**TASK STATEMENT**. From the records below, find each line with the string "after" and copy it.

** Opening INFORMATION block **

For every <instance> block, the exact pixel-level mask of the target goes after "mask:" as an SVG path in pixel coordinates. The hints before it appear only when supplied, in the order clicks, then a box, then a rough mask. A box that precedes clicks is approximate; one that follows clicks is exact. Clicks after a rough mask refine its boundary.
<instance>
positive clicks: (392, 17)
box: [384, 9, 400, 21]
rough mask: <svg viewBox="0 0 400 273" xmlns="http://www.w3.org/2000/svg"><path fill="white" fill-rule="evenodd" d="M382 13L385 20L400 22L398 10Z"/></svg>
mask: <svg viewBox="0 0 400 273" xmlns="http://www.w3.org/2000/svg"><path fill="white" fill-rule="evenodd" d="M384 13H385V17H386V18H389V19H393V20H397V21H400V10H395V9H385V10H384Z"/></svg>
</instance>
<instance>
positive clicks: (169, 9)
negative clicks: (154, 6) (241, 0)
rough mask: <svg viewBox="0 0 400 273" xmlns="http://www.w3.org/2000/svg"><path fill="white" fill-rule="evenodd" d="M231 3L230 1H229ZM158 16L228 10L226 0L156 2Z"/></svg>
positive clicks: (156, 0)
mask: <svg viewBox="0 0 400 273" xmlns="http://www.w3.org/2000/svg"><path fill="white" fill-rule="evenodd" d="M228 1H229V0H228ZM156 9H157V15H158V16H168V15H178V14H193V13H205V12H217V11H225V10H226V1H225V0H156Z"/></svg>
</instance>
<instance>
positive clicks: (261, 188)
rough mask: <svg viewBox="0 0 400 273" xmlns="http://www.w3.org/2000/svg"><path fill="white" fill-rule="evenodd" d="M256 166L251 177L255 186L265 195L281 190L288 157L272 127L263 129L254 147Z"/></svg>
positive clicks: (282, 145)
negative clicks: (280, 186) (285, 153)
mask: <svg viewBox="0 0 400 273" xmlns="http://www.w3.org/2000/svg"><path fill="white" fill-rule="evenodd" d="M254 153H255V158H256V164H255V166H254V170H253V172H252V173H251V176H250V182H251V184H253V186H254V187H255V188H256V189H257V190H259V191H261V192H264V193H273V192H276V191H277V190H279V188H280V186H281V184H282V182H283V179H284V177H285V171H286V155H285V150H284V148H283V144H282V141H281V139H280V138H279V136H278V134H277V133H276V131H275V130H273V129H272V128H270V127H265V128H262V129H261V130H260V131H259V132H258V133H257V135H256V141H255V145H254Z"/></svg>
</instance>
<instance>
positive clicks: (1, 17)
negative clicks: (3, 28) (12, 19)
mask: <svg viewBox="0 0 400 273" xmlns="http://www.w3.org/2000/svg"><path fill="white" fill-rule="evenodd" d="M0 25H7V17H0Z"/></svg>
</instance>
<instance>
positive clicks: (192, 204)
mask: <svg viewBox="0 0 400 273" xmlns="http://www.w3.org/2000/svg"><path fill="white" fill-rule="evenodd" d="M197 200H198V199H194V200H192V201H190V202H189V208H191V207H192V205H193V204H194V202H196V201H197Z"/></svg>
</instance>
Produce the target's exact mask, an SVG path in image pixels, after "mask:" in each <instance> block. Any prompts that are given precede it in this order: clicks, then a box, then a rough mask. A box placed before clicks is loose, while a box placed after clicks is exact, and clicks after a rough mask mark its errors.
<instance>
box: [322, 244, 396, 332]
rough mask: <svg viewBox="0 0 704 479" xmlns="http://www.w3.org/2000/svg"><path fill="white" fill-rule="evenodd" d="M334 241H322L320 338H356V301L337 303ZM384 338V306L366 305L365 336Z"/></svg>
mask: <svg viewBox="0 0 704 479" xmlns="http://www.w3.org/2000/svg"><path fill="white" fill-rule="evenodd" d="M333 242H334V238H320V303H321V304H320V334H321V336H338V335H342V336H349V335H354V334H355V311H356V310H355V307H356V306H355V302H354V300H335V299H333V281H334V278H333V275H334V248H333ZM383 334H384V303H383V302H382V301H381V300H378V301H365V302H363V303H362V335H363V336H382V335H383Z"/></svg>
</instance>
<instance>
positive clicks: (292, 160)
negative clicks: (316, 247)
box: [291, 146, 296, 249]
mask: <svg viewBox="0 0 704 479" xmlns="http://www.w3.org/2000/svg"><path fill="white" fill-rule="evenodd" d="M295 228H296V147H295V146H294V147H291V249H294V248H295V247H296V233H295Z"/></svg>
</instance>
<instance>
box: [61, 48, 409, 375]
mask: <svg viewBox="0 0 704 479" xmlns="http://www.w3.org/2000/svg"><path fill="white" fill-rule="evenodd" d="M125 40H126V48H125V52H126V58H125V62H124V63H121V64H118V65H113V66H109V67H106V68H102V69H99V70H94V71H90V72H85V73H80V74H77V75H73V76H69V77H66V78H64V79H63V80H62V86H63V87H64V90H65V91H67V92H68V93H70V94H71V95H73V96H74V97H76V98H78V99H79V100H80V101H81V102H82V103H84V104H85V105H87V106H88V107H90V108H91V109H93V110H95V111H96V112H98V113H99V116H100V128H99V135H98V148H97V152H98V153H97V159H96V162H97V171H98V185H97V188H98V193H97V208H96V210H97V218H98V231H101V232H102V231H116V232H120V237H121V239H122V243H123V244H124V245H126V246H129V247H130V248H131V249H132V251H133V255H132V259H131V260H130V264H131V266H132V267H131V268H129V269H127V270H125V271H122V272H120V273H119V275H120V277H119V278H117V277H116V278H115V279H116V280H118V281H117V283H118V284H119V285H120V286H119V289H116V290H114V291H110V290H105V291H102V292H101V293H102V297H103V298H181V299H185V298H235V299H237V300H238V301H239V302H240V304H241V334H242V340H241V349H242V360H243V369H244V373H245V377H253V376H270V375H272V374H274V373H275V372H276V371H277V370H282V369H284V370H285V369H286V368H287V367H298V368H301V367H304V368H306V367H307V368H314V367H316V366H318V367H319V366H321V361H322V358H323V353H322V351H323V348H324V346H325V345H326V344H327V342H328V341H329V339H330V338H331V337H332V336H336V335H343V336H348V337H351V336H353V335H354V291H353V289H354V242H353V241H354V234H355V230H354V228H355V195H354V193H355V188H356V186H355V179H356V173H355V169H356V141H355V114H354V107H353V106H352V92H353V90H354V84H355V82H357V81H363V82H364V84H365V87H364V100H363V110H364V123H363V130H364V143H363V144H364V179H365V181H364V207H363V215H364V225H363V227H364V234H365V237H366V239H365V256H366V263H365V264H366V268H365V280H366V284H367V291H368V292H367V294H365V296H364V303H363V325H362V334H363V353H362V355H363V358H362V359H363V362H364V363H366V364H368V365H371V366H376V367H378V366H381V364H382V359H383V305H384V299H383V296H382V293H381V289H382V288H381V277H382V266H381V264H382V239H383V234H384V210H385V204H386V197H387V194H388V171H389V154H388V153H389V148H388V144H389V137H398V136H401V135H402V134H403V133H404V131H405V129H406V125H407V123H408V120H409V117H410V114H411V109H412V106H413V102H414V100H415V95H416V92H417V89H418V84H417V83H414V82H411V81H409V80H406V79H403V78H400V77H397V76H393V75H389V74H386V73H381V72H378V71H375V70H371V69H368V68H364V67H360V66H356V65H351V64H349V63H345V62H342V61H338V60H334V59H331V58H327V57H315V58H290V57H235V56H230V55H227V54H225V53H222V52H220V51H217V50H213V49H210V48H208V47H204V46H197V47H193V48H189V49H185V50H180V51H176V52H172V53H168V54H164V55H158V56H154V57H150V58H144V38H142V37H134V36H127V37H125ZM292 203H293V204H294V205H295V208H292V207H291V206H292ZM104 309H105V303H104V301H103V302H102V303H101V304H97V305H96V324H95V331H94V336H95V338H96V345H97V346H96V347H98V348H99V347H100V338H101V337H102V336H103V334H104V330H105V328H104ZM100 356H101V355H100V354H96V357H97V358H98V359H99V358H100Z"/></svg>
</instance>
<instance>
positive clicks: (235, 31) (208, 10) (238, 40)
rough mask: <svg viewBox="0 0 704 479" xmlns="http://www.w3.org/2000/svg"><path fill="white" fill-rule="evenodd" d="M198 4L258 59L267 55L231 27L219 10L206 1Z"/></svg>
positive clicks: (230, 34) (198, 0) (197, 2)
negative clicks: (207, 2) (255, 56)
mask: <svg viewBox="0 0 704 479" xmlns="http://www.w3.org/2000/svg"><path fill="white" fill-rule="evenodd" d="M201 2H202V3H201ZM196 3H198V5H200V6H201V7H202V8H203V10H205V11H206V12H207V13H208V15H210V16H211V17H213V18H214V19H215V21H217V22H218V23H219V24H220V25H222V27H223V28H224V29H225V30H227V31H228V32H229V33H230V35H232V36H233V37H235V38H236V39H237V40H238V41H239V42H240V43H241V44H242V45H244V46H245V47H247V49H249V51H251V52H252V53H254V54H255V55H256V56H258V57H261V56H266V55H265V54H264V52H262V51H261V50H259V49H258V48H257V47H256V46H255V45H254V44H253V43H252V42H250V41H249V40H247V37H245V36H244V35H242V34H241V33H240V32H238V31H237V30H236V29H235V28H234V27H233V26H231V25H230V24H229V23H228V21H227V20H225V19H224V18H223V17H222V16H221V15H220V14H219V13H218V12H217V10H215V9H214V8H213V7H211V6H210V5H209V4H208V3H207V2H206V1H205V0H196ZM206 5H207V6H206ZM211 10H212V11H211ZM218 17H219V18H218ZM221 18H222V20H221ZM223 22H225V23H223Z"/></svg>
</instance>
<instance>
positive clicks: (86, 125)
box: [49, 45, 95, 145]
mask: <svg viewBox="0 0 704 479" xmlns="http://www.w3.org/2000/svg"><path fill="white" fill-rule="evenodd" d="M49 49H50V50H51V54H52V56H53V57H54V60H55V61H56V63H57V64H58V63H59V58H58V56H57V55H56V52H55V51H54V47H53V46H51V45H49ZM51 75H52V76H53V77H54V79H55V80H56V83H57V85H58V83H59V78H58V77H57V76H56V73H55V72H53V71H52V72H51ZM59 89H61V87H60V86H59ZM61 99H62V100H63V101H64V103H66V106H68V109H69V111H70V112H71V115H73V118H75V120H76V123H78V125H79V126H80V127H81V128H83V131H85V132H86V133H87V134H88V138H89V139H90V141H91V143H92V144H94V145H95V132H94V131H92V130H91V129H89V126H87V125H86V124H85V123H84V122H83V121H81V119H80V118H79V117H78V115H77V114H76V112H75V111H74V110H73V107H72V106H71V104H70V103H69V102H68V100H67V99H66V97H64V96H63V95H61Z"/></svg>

** Closing INFORMATION block **

**WRITTEN ANSWER**.
For every <instance> block, the exact pixel-level mask of the target goes after "mask:" as an SVG path in pixel coordinates. The hints before it appear only when supplied, in the order clicks, then a box, then a rough mask. A box that precedes clicks is approximate; one that follows clicks is exact. Clicks after a rough mask refine its boundary.
Produce the target's exact mask, an SVG path in image pixels, after "mask:" in each <instance> block. Any prompts that are given precede it in this order: clicks, then a box, then a rough mask. A box placed before clicks is loose, while a box placed after clicks is exact, and clicks after a rough mask mark its errors.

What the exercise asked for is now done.